-- INSTRUCTIONS TO FOLLOW --
Please reproduce each line of the data below exactly as shown.

-- MATERIALS PROVIDED --
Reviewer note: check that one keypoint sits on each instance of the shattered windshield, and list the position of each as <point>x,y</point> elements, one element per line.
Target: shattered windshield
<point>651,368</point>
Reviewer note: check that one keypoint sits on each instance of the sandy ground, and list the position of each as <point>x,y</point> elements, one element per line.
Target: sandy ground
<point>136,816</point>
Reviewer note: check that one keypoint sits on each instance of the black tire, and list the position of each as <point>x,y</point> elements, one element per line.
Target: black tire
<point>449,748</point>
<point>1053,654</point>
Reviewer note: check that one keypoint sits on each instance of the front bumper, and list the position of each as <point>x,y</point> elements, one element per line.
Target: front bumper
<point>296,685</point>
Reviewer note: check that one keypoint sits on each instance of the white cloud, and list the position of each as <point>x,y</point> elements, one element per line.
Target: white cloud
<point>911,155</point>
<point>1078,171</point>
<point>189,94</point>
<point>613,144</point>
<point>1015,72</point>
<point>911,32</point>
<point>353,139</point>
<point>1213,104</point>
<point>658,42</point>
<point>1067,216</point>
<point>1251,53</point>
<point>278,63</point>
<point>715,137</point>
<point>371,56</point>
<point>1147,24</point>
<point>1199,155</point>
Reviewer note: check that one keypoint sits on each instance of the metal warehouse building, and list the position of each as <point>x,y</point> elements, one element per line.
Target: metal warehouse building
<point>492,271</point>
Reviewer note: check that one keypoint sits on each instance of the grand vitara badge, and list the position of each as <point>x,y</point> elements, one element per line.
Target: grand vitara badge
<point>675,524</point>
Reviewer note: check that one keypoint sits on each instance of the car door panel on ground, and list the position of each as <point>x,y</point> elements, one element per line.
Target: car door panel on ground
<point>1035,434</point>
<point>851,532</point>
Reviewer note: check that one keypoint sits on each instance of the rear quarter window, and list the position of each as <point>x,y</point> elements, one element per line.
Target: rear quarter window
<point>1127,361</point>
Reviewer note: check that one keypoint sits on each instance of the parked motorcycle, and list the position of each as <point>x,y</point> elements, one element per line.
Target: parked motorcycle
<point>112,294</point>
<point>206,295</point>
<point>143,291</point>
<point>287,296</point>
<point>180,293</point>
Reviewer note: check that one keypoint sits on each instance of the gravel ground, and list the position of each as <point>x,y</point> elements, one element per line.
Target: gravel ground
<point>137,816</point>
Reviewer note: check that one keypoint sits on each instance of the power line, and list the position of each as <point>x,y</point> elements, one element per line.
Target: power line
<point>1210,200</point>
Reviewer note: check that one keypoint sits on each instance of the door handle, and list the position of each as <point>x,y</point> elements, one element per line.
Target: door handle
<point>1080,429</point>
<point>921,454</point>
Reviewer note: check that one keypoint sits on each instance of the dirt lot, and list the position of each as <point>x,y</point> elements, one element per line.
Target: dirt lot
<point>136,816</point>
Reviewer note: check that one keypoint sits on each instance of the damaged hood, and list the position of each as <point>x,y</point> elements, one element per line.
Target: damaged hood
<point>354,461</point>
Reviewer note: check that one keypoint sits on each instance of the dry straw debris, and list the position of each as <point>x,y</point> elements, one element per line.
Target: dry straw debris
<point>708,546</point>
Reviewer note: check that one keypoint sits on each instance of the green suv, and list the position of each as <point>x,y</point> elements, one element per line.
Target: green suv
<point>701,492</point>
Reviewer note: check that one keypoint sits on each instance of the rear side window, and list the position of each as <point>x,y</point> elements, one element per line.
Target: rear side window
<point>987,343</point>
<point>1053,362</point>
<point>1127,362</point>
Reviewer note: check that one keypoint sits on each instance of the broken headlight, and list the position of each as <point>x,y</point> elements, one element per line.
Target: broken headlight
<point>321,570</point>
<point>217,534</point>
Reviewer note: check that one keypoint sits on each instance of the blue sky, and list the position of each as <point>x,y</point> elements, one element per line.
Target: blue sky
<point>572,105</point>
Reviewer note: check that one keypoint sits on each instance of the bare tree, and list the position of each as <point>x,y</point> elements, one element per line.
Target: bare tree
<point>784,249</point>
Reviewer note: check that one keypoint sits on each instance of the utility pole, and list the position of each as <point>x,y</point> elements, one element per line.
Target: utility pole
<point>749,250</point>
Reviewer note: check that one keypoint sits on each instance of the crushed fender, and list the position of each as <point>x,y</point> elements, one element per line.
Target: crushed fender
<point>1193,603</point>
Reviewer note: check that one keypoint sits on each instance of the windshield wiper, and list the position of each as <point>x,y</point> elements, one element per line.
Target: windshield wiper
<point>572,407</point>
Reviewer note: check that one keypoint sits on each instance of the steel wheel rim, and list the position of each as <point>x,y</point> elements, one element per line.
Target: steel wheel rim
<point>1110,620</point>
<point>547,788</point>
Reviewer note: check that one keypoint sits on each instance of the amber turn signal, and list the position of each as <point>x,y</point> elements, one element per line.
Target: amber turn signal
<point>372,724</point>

-- TASK RESPONSE --
Reviewer note: check that one keypoint sits on each instance of the shattered windshield, and list the position of each as <point>x,y</point> elements, one element per line.
Target: shattered windshield
<point>651,368</point>
Reviewer note: check that one keypoint sits on each instance of the sandy ground, and list the position of each as <point>x,y</point> elements, one element per line.
Target: sandy ground
<point>136,816</point>
Reviewer note: check that one keypoint sits on each instance of the black tire, and list the position of each as <point>x,y</point> elements, one element per line.
Target: black tire
<point>449,748</point>
<point>1053,654</point>
Reviewer note: check that one keypoint sits on each instance of the front bumper, and list the position of each as <point>x,y</point> elements, one element per line.
Target: front bumper
<point>296,685</point>
Reviewer note: check that one keypoint sits on each instance of the white cloud, and list the position of each as <point>x,y</point> elements, one element per line.
Target: white cloud
<point>911,155</point>
<point>1078,171</point>
<point>189,94</point>
<point>613,144</point>
<point>1015,72</point>
<point>911,32</point>
<point>353,139</point>
<point>1213,104</point>
<point>658,42</point>
<point>1067,216</point>
<point>1251,53</point>
<point>278,63</point>
<point>715,137</point>
<point>371,56</point>
<point>1147,24</point>
<point>1199,155</point>
Reviewer note: check that one keypoint sits on each instance of the metal warehouse building, and list the position of each as <point>x,y</point> elements, one element per line.
Target: metal warehouse building
<point>492,271</point>
Reviewer note: check that one keypoint sits on each instance of the grand vitara badge, and list the position of each as <point>x,y</point> elements, one element per line.
Target: grand vitara badge
<point>675,524</point>
Reviewer note: check that one keypoint sits on each instance of the car door panel on ground, and list the position of each as <point>x,y</point> elements, one element per line.
Target: car door panel on ground
<point>1035,434</point>
<point>851,532</point>
Reviewer note: check that one keypoint sits on each instance of the rear quarter window, and list the position of each as <point>x,y</point> elements, one element per line.
Target: rear quarter window
<point>1127,361</point>
Reviewer note: check that one keypoint sits on each instance of the parked motorcycle, and list the position of each as <point>x,y</point> elements, one element per line.
Target: parked motorcycle
<point>112,294</point>
<point>206,295</point>
<point>143,291</point>
<point>287,296</point>
<point>180,293</point>
Reviewer note: check that one keypoint sits on each instance of the gravel ground, and list the position of each as <point>x,y</point> elements, one element per line.
Target: gravel ground
<point>137,816</point>
Reviewer note: check that one keypoint sits on each instance of the power line, and list the position of each as <point>x,y</point> elements, one element per line.
Target: power line
<point>1210,200</point>
Reviewer note: check that one keypoint sits on each instance of the door handle, and list the position of each as <point>x,y</point> elements, one element per line.
Target: door handle
<point>1080,429</point>
<point>921,454</point>
Reviewer note: check that one keypoint sits on each instance of the dirt lot, and list the position of each as <point>x,y</point> elements, one element per line.
Target: dirt lot
<point>136,816</point>
Reviewer note: check that one keypoint sits on each instance of the damaged hood, and list the position of each as <point>x,y</point> elements, one element per line.
Target: damaged hood
<point>354,461</point>
Reviewer note: check that one keypoint sits on each instance of the dry straw debris, and list the position of each as <point>x,y</point> elements, one element per line.
Target: dry straw debris
<point>708,546</point>
Reviewer note: check that one keypoint sits on each instance of the green suv, and list the position of each as <point>x,y</point> elements, one element per line.
Target: green suv
<point>701,492</point>
Reviewer note: check that one keypoint sits on each instance of the rear side window, and list the position of each as <point>x,y</point> elements, one element per line.
Target: rear side window
<point>987,343</point>
<point>1053,362</point>
<point>1127,362</point>
Reviewer note: check that one keypoint sits on each instance of the broken headlight, and list the position of each as <point>x,y</point> elements, one element per line.
Target: broken headlight
<point>321,570</point>
<point>217,534</point>
Reviewer note: check that one keypoint sits on each instance of the blue sky, and list the position of each as <point>x,y</point> elements, one element per line.
Target: blue sky
<point>572,105</point>
Reviewer note: check that one keypoint sits on each instance of the bare tree, and list the position of each as <point>x,y</point> elements, one element per line.
Target: bare tree
<point>784,249</point>
Reviewer note: check that one keypoint sits on each instance of the utility pole, and list the position of each as <point>x,y</point> elements, one element per line.
Target: utility pole
<point>749,250</point>
Reviewer note: check that one keypoint sits on each instance of the crushed fender, and list the position of each as <point>x,y</point> elements, one element per line.
Target: crushed fender
<point>1193,603</point>
Reviewer note: check that one keypoint sits on each instance of the windshield wiper, and list the position of each as <point>x,y</point> elements, one element per line.
Target: windshield wiper
<point>572,407</point>
Reviewer note: check that one keypoint sits on each instance of the steel wheel rim, and list the position of each as <point>x,y</point> elements, one element per line.
Target: steel wheel rim
<point>1110,620</point>
<point>547,788</point>
Reviewer note: check that one keypoint sits on each instance of the amber turn signal, and list the position of each as <point>x,y</point> elements, one element per line.
Target: amber turn signal
<point>372,724</point>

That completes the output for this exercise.